–Why the crazy stock market fall

An alternative to popular faith

I recently read an article containing wonderment that despite good news (the April jobs report showed payrolls grew by 290,000) the stock market crashed. The author, John Curran, speculated: “One reason is that the Euro crisis in spite of all efforts remains very much a crisis, and that threatens the global economy. The second reason is that Thursday’s stock market blowout pointed up a dangerous vulnerability in the financial markets, one that we’ve known of (high frequency trading) but sort of forgotten. Third, the Labor Department’s jobs report while positive in some respects also contained a bit of negative news […] (increased unemployment).

While the Greek/EU situation is serious, it will not seiously affect the U.S. economy, so long as our government continues to deficit spend. Second, while high frequency, automated trading can cause short term, manic effects on the stock market, the longer term effects are minimal. Finally, the way unemployment is calculated (only those looking for a job are counted), makes it inevitable that when times improve, unemployment statistics rise. People who had given up, start again to look for jobs. So from that standpoint, the stock market is wrong.

There is one other scenario, that could have far greater significance than any of the above: The off shore oil well blowout. Not only will it cause enormous destruction in of itself, but it will prevent further offshore drilling for an unknown time. Weeks? Certainly. Months? Possibly. But weeks and months are no big deal.

Perhaps even years, and that is a big deal for our economy. For the past few decades, inflation has been caused, not by deficit spending, but by Oil Prices.

Even with the worst case scenario, the actual supply loss won’t be felt soon, but if the projected loss of oil production is significant, it will cause oil prices to rise, thus causing inflation. The debt hawks will assume (wrongly) the inflation is caused by deficits, and will demand that taxes be increased and spending decreased — either of which will stall economic growth and move us into a recession.

And that will drop the stock market.

Rodger Malcolm Mitchell
http://www.rodgermitchell.com

No nation can tax itself into prosperity

–The EU and the “hair of the dog”

An alternative to popular faith

AP 5/7/2010: “European leaders sought Friday to convince fearful markets that the Greek debt crisis won’t spread to other countries and derail the continent’s hesitant economic recovery. France and Italy approved their share of a euro 110 billion ($140 billion) bailout to keep Greece from imminent default […] EU leaders have insisted for days the Greek financial implosion was a unique combination of bad management, free spending and statistical cheating that doesn’t apply to any other eurozone nation, such as troubled Spain or Portugal.”

§ MATERIAL
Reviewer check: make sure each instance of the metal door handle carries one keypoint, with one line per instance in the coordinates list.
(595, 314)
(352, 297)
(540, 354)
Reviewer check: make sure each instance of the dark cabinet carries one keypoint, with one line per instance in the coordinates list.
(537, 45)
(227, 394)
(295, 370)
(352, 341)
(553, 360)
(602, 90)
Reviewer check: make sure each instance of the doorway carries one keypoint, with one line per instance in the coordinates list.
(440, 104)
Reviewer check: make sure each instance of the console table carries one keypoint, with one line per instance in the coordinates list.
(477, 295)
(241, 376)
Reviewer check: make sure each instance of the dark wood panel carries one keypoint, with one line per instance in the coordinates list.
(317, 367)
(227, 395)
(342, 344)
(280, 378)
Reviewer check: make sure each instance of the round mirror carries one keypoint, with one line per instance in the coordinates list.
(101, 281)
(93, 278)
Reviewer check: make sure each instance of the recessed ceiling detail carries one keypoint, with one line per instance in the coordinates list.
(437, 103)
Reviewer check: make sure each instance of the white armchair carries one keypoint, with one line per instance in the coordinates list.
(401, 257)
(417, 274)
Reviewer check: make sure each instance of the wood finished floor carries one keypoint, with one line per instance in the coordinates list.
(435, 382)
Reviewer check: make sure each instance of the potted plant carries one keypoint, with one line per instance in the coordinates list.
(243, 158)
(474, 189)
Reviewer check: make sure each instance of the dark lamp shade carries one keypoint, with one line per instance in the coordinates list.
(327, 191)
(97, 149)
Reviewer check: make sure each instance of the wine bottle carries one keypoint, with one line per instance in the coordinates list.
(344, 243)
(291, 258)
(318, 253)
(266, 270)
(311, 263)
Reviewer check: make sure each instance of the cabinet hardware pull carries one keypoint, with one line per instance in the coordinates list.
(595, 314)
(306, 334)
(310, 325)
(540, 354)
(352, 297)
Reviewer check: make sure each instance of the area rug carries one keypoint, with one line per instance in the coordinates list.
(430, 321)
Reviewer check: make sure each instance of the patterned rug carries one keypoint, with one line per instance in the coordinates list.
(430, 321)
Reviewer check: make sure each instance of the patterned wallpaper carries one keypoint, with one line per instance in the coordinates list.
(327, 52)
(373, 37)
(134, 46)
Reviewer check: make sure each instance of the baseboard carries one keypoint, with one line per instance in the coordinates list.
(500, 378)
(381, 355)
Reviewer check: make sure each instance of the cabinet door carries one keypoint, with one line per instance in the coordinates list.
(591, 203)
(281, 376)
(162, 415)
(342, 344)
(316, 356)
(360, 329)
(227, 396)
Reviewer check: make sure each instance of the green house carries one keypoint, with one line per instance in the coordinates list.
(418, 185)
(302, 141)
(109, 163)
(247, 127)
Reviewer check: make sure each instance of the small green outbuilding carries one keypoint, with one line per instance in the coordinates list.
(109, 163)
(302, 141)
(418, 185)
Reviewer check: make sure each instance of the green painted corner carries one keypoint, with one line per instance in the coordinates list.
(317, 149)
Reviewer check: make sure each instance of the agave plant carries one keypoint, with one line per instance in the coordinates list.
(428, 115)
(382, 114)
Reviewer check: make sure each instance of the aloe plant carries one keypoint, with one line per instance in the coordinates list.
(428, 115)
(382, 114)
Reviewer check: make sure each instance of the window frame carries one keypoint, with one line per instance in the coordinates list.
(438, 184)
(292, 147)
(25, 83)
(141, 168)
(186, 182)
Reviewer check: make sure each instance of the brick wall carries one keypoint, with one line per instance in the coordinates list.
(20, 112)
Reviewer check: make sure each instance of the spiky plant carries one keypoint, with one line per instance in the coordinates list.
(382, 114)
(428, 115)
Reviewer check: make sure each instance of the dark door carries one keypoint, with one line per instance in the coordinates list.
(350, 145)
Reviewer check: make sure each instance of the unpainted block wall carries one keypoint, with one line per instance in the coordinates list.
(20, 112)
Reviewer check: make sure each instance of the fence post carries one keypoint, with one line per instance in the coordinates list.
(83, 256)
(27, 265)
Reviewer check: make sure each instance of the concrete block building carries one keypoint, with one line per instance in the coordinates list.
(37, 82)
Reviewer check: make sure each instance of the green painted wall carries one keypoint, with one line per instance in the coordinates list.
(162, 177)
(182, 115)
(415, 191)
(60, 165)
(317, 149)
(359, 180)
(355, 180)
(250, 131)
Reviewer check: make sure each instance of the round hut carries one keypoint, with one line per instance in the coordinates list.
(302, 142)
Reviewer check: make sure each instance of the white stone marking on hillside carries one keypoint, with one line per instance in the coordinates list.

§ WHAT TO WORK ON
Please state what the stock market post says has caused inflation for the past few decades. The listing was drawn from a separate source.

§ ANSWER TO THE EXERCISE
Oil prices.